## [Supplied data]
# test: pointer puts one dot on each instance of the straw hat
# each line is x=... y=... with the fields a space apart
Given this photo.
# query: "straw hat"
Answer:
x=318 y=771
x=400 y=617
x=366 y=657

## [Exercise instructions]
For each entry above, write out an exact copy.

## [Answer below]
# test: pointer puts one dot on each instance of the straw hat
# each line is x=... y=... with the fields a space apart
Given this photo.
# query: "straw hat"
Answer:
x=318 y=771
x=400 y=617
x=366 y=657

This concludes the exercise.